▶ **TEXTE SOURCE**:
Antoine Chevriollet et « La Pampa »

Le réalisateur présentait son premier long métrage au cinéma Les Variétés (Marseille), avant sa sortie officielle le 5 février

« Sont sortis successivement sur les écrans des films sur la campagne qui ne la jugent pas et ne la prennent pas de haut : Le Royaume de Julien Colonna, Chien de la casse de J.-B. Durand, Vingt Dieux de Louise Courvoisier. Je suis né et j’ai grandi dans un village, à Longué-Jumelles, un village en Anjou… J’y retourne souvent. » Celui qui parle, c’est Antoine Chevriollet dont le film La Pampa sort en salles le 5 février. Film présenté en avant-première au cinéma Les Variétés, suivi d’une riche rencontre avec le public, habilement menée par Maeva Ngabou.

La Pampa, c’est l’histoire de Willy (Sayyid el Ayami) et Jojo (Amaury Foucher), deux ados inséparables, passant leur temps à chasser l’ennui dans un petit village au cœur de la France. Ils se sont fait une promesse : ils partiront bientôt pour la ville. Mais Jojo cache un secret. Et quand tout le village le découvre, les rêves et les familles des deux amis volent en éclat…

Un travail en équipe

Un scenario écrit à six mains avec Bérénice Bocquillon et Faïza Guene, présente à la rencontre. Antoine Chevriollet vient de la série ; il a réalisé plusieurs épisodes du Bureau des légendes ainsi que les saisons 2 et 3 de Baron noir.

▶ **TRAVAIL DEMANDÉ**: Rédigez la suite de l'article sur le film La Pampa, en reprenant juste après sa dernière phrase.

▶ **LISTE DES ENTRÉES**:

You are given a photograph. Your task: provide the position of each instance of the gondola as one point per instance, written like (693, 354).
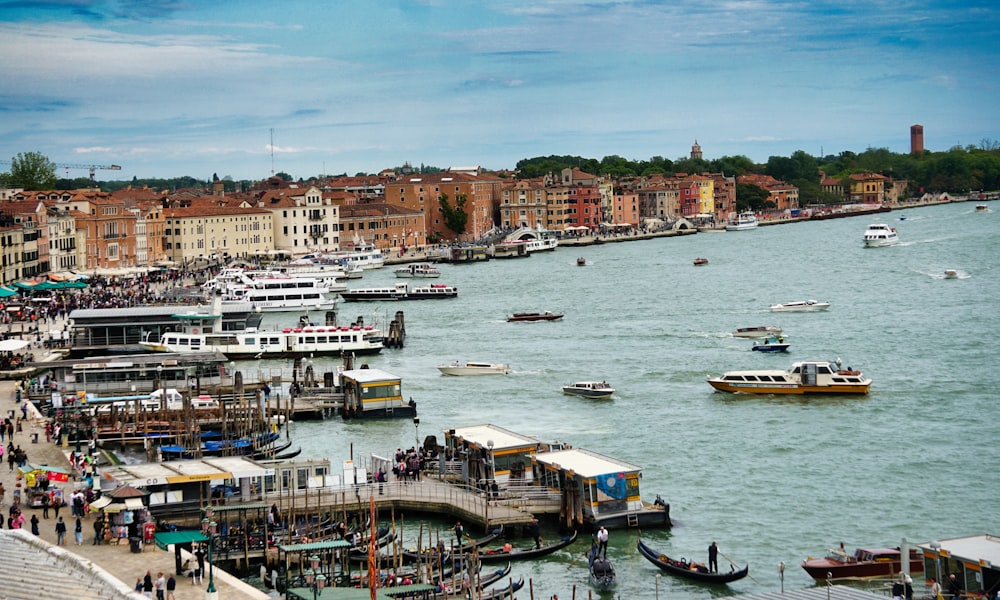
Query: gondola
(602, 572)
(693, 571)
(498, 555)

▶ **RÉSULTAT DE L'EXERCICE**:
« Je travaille toujours avec les mêmes personnes depuis une dizaine d’années C’est précieux ! Pour le son avec les frères Galpérine, j’ai travaillé différemment. Je ne leur ai pas fait lire le scenario, je leur ai raconté l’histoire et fait passer quelques images, puis des photos du tournage. Sacha Galpérine, m’envoyait des lignes de piano et au montage, on s’est retrouvé avec 80% de la musique du film… »

« Chacun a ses références, complète Faïza Guene, il faut trouver une langue commune. Ce sont les histoires d’Antoine. Je me suis intéressée à sa région. Quand Willy marche à travers champs, ou qu’il fait de la moto,  je voulais comprendre ce qu’il sentait, ce qu’était son ennui. C’est une histoire qui existe déjà et qu’on doit écrire ensemble sans la dénaturer. » Antoine précise que le tournage a eu lieu à 50 mètres de chez lui, et qu’il était important de sortir de la manière caricaturale de filmer les territoires ruraux.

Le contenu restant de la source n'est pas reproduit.